Problem:
Each line below must be printed exactly as it stands.

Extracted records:
Start of Block
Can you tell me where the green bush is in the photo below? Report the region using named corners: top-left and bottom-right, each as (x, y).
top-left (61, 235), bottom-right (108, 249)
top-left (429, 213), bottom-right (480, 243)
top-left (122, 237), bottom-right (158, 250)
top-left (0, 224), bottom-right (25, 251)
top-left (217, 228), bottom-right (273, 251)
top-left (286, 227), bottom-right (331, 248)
End of Block
Result for this task:
Can you tell me where the green bush is in the photo below? Report the region using named corners: top-left and bottom-right, each as (x, y).
top-left (61, 235), bottom-right (108, 249)
top-left (429, 213), bottom-right (480, 243)
top-left (122, 237), bottom-right (158, 250)
top-left (0, 224), bottom-right (25, 251)
top-left (217, 228), bottom-right (273, 251)
top-left (286, 227), bottom-right (331, 248)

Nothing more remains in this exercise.